Photo-based referring expression data
== == ==

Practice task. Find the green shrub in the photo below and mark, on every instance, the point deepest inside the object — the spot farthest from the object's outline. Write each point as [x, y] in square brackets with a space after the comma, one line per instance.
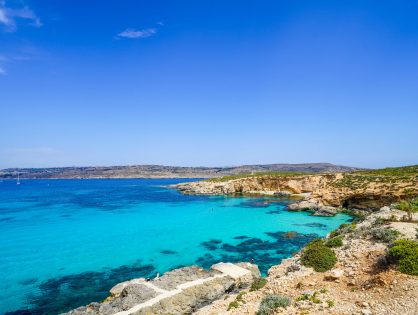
[330, 303]
[271, 302]
[405, 254]
[258, 284]
[318, 256]
[335, 241]
[384, 234]
[409, 206]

== == ==

### TASK OBJECTIVE
Your copy should match the records word for word, with the pictures removed.

### RESPONSE TO THE TASK
Practice task. Find the green shrub in the photo below and mark, on every instance, the point deepest inside the object — the spot farthest from the object's outline. Write each point as [x, y] in square brackets with a space after the comma, one line per instance.
[330, 303]
[271, 302]
[405, 254]
[258, 284]
[318, 256]
[335, 241]
[384, 234]
[409, 206]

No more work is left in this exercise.